During his last few years, Audran suffered mental and physical illness and was forced to withdraw from Parisian society. He died in Tierceville on the north coast of France at the age of 61.

==Critical assessment==
According to the Encyclopædia Britannica Eleventh Edition, Audran was one of the best of the successors of Jacques Offenbach:

He had little of Offenbach's humour, but his music is distinguished by an elegance and a refinement of manner which lift it above the level of opera bouffe to the confines of genuine opera comique. He was a fertile if not a very original melodist, and his orchestration is full of variety, without being obtrusive or vulgar. Many of his operas, La mascotte in particular, reveal a degree of musicianship which is rarely associated with the ephemeral productions of the lighter stage.

In 1957, the critic Philip Hope-Wallace wrote, "Those who attend on seaside bandstands will know the name of Edmond Audran … for his overtures to La Mascotte, La Poupie[sic] and Miss Helyett still set the old squares' feet a-tapping. If he never quite shook out of his sleeve any little inspiration which could rival Offenbach he made a very good second best talent go a long way. He himself did not greatly care for La Mascotte ... thinking his other works more subtle." Few of Audran's works have been recorded, but a French set of La mascotte was issued in 1957. La mascotte is credited with bringing the word "mascot" into the English language. The Oxford Dictionary of Word Origins states, "The French operetta La Mascotte by Edmond Audran had its première on 29 December 1880. The next year the word made its first appearance in English. French mascotte derives from masco 'witch' in the dialect of southern France. At first mascot meant simply 'a person or thing supposed to bring good luck' and did not have to be carried or displayed, as now."

◇ ◇ ◇ ◇

- To do:
From the Audran text, copy everything from "He had little" down to "the lighter stage." word for word.

- Records:
◇ ◇ ◇ ◇

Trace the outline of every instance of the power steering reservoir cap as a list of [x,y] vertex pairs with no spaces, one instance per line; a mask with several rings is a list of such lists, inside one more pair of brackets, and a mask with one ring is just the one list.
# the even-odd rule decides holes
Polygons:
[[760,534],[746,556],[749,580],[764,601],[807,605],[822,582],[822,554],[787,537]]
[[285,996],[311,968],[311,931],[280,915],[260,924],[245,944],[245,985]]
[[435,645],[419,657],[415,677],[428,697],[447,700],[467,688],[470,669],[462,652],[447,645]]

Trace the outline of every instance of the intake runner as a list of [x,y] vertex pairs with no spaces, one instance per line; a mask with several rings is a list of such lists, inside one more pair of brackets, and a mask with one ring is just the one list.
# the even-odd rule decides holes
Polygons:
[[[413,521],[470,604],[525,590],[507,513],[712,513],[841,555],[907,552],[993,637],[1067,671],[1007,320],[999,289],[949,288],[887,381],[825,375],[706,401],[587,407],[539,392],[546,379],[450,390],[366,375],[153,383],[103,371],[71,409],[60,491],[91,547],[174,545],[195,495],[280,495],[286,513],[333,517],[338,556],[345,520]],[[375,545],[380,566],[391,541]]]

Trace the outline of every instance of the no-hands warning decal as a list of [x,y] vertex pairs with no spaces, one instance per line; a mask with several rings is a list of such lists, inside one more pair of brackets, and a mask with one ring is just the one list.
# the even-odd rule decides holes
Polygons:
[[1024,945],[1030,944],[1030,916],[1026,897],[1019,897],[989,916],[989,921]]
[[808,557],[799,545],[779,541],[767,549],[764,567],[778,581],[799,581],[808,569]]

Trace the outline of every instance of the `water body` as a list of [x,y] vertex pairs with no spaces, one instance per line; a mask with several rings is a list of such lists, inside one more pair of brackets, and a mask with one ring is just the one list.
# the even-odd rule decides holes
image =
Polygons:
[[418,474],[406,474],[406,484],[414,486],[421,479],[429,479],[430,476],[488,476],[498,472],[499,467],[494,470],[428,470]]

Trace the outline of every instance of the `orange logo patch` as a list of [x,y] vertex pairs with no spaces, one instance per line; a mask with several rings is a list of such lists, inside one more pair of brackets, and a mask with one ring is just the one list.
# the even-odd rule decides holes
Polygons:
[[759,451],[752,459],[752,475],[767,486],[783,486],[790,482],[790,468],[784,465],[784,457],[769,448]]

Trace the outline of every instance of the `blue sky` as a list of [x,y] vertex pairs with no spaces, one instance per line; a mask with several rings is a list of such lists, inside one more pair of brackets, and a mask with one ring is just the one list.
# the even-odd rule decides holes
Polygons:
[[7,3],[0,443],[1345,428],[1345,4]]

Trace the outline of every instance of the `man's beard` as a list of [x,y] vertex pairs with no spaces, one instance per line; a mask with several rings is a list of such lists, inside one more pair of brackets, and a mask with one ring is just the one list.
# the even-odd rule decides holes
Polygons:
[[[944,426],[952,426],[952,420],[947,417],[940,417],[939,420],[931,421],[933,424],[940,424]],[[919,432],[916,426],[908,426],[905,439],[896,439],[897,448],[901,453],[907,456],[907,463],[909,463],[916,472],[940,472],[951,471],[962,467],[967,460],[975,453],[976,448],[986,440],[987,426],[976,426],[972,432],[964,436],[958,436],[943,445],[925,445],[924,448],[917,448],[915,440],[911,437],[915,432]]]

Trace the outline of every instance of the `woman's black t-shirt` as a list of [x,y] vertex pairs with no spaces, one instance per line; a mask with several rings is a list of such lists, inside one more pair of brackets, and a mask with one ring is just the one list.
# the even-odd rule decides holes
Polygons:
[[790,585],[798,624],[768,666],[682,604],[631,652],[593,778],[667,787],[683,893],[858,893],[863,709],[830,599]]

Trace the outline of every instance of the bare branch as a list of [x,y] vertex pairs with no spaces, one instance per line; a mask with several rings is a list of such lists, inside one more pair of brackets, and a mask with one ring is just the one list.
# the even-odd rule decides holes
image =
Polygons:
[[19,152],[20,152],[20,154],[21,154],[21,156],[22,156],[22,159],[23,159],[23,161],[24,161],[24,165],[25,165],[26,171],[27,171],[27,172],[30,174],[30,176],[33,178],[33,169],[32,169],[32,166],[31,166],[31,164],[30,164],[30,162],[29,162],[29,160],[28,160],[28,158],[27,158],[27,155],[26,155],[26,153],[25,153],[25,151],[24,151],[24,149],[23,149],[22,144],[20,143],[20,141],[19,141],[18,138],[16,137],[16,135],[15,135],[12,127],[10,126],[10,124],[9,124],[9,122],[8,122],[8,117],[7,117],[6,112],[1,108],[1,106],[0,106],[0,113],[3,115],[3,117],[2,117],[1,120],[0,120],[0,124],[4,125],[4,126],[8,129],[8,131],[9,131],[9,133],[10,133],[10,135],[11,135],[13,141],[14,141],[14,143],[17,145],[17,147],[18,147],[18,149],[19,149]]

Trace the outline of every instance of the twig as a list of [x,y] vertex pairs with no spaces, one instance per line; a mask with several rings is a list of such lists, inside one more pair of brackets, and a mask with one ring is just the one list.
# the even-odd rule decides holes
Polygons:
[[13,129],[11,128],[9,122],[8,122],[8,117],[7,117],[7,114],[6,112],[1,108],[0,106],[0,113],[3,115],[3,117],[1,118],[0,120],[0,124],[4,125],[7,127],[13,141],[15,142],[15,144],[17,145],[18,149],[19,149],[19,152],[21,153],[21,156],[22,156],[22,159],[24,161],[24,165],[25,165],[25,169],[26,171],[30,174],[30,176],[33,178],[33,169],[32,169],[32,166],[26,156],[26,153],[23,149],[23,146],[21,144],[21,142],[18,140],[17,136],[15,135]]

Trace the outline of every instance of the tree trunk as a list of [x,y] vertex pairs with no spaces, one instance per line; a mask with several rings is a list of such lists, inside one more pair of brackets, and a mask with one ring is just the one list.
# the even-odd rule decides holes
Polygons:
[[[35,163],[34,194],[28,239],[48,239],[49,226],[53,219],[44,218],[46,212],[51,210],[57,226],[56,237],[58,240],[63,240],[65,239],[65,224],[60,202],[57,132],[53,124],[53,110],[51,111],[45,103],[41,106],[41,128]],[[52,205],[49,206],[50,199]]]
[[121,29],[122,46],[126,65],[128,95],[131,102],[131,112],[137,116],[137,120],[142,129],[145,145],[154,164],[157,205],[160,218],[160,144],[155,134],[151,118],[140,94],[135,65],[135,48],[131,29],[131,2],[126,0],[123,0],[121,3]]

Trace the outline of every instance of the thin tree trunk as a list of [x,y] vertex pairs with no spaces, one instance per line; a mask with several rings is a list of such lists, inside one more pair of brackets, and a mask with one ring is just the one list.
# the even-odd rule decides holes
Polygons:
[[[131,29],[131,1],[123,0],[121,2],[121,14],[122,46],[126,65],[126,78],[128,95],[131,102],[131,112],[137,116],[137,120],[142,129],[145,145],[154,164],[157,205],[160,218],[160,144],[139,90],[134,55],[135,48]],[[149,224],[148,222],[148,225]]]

◇ ◇ ◇ ◇

- Output of the task:
He had little of Offenbach's humour, but his music is distinguished by an elegance and a refinement of manner which lift it above the level of opera bouffe to the confines of genuine opera comique. He was a fertile if not a very original melodist, and his orchestration is full of variety, without being obtrusive or vulgar. Many of his operas, La mascotte in particular, reveal a degree of musicianship which is rarely associated with the ephemeral productions of the lighter stage.